Provided passage:
· · · · · · ·

George Osborne’s sixth Budget as the Coalition Chancellor was on March 18, 2015.
We have summarised the changes that may affect expatriates, depending on your circumstances.
Please note that there may be changes depending on who forms the government after the General Election on May 7.
The UK personal allowance remains available to both residents and non-residents, and will be £10,600 in 2015/2016, £10,800 in 2016/2017 and £11,000 in 2017/2018. The higher rate threshold is £31,785 in 2015/2016, increasing to £31,900 the following year and £32,300 in 2017/2018.
The remittance basis charge for individuals resident in the UK for 12 out of the last 14 years will increase from £50,000 to £60,000, and a new charge of £90,000 will apply to those resident in the UK for 17 out of the last 20 years.
Tax returns should become a thing of the past with new Digital Tax Accounts, whereby information for most people will be automatically collected.
A new Personal Savings Allowance of £1,000 will be introduced for basic rate taxpayers (£500 for higher rate taxpayers) from April 2016.
From autumn 2015, it will be possible to extract funds from an ISA and replace them in the same year, instead of losing that portion of ISA allowance for the year. The investment limit for Premium Bonds will increase to £50,000 from June 1, 2015. Note that if you are not resident in the UK, premium bond winnings and income from ISAs is likely to be taxable in your country of residence.
A new type of Venture Capital Trust will be introduced in a future Finance Bill. Tax relief on investments within it will be 30%, and dividends and gains will be tax-free.
Capital gains tax
Non-residents are liable to UK capital gains tax on UK residential property from April 6, 2015 as previously announced. There is nothing new in the Budget, but although HM Revenue & Customs say that a property does not need to be valued as at that date, they do state that it is ‘sensible’ to do so. We recommend that expatriates have any UK property valued as at April 5, 2015 if possible.

· · · · · · ·

Given records:
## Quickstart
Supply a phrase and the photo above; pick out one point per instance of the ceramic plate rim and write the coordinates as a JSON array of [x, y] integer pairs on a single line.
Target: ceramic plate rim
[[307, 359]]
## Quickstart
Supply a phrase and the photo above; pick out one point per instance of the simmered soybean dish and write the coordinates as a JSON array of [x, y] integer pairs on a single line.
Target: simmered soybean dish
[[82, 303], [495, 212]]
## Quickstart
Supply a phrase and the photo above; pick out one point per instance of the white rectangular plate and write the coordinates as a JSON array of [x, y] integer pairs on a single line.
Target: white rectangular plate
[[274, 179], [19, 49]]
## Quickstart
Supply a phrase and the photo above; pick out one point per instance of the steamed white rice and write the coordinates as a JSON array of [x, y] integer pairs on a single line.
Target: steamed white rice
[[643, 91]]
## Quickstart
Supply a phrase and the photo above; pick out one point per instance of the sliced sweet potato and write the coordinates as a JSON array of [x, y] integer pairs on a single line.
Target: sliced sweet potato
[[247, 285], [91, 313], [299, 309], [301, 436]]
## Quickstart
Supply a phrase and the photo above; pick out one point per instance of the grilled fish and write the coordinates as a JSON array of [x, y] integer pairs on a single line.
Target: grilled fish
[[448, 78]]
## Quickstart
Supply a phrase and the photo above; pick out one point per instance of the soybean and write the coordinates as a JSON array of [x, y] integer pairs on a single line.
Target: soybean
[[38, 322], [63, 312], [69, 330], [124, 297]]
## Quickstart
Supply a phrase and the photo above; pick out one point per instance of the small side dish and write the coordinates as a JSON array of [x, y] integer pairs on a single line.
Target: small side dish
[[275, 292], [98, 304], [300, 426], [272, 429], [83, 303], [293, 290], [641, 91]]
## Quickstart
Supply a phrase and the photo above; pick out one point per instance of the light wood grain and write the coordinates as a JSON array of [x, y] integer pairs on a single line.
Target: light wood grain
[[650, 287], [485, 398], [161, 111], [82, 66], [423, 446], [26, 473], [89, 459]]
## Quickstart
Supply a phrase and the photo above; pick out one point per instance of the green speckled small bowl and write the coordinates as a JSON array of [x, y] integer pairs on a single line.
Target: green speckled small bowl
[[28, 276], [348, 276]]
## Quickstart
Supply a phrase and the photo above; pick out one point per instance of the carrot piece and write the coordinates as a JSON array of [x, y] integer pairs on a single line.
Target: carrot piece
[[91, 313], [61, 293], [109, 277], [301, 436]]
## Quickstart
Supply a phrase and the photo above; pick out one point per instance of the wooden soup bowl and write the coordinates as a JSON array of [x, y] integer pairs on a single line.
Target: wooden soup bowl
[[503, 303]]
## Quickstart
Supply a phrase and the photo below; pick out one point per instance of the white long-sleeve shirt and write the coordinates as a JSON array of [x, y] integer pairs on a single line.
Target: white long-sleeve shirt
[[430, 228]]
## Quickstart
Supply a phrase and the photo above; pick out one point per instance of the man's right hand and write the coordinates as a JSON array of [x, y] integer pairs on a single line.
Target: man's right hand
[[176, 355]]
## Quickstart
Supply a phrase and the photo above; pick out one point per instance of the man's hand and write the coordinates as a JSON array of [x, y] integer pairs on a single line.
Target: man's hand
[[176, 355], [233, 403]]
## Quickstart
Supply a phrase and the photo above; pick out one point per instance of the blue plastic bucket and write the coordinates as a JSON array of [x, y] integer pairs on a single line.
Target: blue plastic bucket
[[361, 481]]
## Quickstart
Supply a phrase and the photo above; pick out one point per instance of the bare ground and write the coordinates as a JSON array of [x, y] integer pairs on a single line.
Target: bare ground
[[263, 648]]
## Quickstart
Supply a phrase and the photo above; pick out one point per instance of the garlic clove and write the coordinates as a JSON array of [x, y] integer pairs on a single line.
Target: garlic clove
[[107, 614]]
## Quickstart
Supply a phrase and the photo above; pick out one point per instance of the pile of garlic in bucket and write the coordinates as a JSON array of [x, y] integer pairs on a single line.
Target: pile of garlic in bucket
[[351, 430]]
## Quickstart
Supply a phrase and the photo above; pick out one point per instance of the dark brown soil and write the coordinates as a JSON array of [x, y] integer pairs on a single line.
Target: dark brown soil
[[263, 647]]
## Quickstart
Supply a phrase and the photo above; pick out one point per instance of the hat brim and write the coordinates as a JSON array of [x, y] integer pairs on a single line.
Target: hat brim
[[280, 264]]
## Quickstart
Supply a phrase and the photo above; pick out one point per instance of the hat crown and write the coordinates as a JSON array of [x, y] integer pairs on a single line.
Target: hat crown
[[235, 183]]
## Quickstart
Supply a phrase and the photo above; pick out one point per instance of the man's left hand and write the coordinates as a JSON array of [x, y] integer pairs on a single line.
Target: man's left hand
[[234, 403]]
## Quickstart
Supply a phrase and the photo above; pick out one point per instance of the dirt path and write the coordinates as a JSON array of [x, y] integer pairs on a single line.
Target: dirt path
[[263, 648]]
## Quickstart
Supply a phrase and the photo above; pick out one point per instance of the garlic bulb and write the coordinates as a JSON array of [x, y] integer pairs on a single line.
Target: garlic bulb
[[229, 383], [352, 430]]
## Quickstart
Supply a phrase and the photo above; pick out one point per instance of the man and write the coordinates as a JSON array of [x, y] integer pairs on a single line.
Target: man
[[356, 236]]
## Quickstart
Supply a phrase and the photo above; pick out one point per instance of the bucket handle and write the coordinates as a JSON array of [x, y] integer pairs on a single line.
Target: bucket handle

· · · · · · ·

Things to do:
1) Copy out the records above verbatim, everything from their first line down to the line containing "[[307, 359]]", with both of those lines included.
2) Continue the summary of the March 2015 Budget from the point where it ends.

Results of the exercise:
1)
## Quickstart
Supply a phrase and the photo above; pick out one point per instance of the ceramic plate rim and write the coordinates as a JSON array of [x, y] integer pairs on a single line.
Target: ceramic plate rim
[[307, 359]]

2)
It will no longer be possible to elect that a property is your main home for UK tax purposes if you are not resident in that jurisdiction, unless you spend at least 90 days in it during that UK tax year. This could however impact your residence position.
Despite predicted changes to the inheritance tax nil rate band, no change was announced and the rate will remain £325,000 until 2017/2018 (the Conservatives may be saving it for their election manifesto).
There will be a review regarding using Deeds of Variation to avoid inheritance tax and a future Finance Bill will introduce new rules to combat tax avoidance through the use of multiple trusts. The Disclosure of Tax Avoidance Schemes will be extended to cover inheritance tax avoidance schemes.
Pensions and annuities
While it will be possible for individuals with certain pension schemes to take the full pension funds subject to their UK marginal tax rate, there will not be parity for QROPS schemes at the present time. This disparity is apparently ‘temporary’.
From 2016, individuals will be able to sell their annuities and pay only their marginal rate of income tax, instead of the current 55%.
From April 6, 2016, the lifetime allowance for pension contributions will reduce from £1.25 million to £1 million and will thereafter be indexed to inflation.
Annual tax on enveloped dwellings
As previously announced, this will apply to properties worth in excess of £1 million from April 1, 2015. In addition, the bands for properties worth in excess of £2 million will increase by 50% above inflation from that date.
The Liechtenstein and Crown Dependencies Disclosure Facilities will close early at the end of 2015, rather than in April and September 2016 respectively. A new disclosure facility will start in 2016, closing mid-2017, in advance of the Common Reporting Standard on automatic exchange of information coming into force in 2017.
This is just a summary, and more detail tends to emerge following the budget. It is important to seek specialist advice to clarify how you are affected, particularly when it comes to the interaction between UK and local Portuguese taxation, and the tax planning opportunities available. Professional advice is even more important when it comes to UK pensions following the new pension freedom.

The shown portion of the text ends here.